- **Document extract**:
Item 1.02 Termination of a Material Definitive Agreement.
In accordance with the terms of the Employment Agreement between Seitel, Inc. (the “Company”) and David Richard dated as of February 15, 2012 (the “Employment Agreement”), pursuant to which Mr. Richard has served as President of Seitel Canada Ltd., an indirect subsidiary of the Company, located in Calgary, Alberta, Canada, the Company provided notice to Mr. Richard on August 3, 2016 that, due to current industry conditions, his last day of employment with the Company will be August 15, 2016. Pursuant to the terms of the Employment Agreement, the Company will pay to Mr. Richard, in addition to his base salary and other amounts earned by him through his last day of his employment, certain severance benefits, including an amount equal to one year’s base salary, provided that Mr. Richard executes a release of claims. The provisions of the Employment Agreement that survive termination, including the confidentiality and non-competition provisions, shall continue as set forth in the Employment Agreement.
The Employment Agreement was previously filed with the Securities and Exchange Commission and is incorporated herein by reference as shown in Exhibit 10.1 hereto.
Item 9.01 Financial Statements and Exhibits.

(Saved data entries)

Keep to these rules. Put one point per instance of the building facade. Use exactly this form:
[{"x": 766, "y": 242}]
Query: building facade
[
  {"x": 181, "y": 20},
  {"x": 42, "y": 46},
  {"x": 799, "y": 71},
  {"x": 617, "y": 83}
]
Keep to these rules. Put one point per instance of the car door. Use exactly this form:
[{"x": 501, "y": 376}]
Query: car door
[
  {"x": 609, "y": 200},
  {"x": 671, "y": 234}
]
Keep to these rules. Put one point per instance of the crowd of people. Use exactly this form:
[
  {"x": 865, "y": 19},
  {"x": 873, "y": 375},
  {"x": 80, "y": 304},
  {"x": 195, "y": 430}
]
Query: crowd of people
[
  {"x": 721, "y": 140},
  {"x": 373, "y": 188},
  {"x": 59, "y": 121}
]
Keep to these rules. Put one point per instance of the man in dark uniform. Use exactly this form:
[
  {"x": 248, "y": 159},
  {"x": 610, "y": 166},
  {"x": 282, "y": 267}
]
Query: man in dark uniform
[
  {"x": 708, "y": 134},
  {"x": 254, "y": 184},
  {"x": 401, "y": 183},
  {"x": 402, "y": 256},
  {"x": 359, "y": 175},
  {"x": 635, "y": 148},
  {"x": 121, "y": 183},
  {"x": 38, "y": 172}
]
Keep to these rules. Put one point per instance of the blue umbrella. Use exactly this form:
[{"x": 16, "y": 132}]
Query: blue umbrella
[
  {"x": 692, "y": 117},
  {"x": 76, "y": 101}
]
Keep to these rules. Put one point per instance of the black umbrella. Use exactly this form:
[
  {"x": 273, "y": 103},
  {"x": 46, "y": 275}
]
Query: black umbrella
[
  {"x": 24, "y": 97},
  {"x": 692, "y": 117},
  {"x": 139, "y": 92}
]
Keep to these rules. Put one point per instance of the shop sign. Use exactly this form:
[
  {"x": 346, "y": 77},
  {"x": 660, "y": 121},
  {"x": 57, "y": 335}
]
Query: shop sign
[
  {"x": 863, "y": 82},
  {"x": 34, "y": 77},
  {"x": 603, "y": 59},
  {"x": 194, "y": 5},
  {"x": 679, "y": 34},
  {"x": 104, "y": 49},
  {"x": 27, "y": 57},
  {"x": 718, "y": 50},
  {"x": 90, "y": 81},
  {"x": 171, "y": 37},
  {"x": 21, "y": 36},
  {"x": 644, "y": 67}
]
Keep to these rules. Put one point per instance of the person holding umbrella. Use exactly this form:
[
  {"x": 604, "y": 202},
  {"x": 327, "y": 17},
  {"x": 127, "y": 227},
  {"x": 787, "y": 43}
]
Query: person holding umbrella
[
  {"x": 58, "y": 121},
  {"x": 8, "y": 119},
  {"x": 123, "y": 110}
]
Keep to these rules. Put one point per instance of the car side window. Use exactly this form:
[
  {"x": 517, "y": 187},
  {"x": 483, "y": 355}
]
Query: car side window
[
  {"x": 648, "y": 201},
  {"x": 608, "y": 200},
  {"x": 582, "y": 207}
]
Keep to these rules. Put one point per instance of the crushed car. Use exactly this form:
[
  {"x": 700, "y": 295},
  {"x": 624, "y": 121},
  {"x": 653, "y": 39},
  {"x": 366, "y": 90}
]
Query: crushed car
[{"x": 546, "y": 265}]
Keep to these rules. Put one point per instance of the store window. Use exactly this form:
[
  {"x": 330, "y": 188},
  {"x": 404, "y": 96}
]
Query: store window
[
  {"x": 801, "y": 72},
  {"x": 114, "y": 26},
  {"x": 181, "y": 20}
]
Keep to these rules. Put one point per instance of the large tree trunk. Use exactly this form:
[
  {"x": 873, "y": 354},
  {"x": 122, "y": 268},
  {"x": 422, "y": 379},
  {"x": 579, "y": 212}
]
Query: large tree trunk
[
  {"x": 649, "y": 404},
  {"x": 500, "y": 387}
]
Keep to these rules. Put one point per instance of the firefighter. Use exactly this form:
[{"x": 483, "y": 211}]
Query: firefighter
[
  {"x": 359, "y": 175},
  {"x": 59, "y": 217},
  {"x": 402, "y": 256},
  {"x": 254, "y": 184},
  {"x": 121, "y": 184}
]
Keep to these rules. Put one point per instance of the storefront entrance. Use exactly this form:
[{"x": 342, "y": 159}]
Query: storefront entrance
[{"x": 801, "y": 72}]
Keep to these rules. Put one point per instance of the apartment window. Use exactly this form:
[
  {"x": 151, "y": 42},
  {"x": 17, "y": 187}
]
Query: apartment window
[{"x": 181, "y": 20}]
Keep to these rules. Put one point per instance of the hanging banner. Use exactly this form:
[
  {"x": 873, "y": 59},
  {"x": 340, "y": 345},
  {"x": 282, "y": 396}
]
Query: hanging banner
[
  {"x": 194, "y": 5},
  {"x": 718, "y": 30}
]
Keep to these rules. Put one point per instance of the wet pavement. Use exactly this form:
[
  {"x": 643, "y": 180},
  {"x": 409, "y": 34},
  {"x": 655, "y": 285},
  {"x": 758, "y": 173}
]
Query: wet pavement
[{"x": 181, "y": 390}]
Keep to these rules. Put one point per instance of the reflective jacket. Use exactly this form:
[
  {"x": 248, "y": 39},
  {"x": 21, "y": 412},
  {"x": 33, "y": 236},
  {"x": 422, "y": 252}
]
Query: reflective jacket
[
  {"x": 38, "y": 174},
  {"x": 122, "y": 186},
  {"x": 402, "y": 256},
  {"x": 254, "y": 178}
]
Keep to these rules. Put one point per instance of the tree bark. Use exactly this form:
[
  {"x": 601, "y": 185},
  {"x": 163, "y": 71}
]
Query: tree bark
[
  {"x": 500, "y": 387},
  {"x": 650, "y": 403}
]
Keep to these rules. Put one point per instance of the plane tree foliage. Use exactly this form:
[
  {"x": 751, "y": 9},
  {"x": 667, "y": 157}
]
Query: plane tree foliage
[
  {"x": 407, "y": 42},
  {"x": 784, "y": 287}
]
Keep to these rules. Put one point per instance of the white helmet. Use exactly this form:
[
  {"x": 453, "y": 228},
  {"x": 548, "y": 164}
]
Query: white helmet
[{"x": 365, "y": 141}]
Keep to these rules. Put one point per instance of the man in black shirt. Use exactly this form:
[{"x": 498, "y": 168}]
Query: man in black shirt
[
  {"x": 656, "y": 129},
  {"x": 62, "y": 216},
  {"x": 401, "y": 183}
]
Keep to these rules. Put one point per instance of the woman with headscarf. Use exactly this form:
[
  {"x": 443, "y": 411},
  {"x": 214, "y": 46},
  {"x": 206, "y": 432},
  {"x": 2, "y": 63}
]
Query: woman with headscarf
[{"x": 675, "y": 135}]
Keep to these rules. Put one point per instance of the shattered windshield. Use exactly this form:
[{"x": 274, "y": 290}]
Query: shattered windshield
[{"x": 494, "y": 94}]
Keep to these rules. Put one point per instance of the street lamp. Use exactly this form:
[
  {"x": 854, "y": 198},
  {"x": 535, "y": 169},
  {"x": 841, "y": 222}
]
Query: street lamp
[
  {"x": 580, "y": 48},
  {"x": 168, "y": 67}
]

- **The tasks**:
a. Translate this sentence from the Seitel filing into Spanish: "The Employment Agreement was previously filed with the Securities and Exchange Commission and is incorporated herein by reference as shown in Exhibit 10.1 hereto."
b. Extend the Seitel filing, starting right after its final heading.

- **Answers by task**:
a. El Contrato de Trabajo fue presentado previamente ante la Comisión de Bolsa y Valores y se incorpora al presente documento por referencia, tal como se indica en el Anexo 10.1 adjunto.

b.
(d)    Exhibits:
10.1

Employment Agreement between Seitel, Inc. and David Richard dated as of February 15, 2012 (incorporated by reference from Exhibit 10.1 to the Seitel, Inc. Current Report on Form 8-K filed with the Securities and Exchange Commission on February 17, 2012).







SIGNATURE

Pursuant to the requirements of the Securities Exchange Act of 1934, the registrant has duly caused this report to be signed on its behalf by the undersigned hereunto duly authorized.
    
 
 
 
SEITEL, INC.
 
 
 
 
 
 
 
 
 
Date: August 9, 2016
 By:
/s/  Robert D. Monson
 
 
Robert D. Monson
 
 
Chief Executive Officer and President






EXHIBIT INDEX

Exhibit No.
 
Description
10.1
 
Employment Agreement between Seitel, Inc. and David Richard dated as of February 15, 2012 (incorporated by reference from Exhibit 10.1 to the Seitel, Inc. Current Report on Form 8-K filed with the Securities and Exchange Commission on February 17, 2012).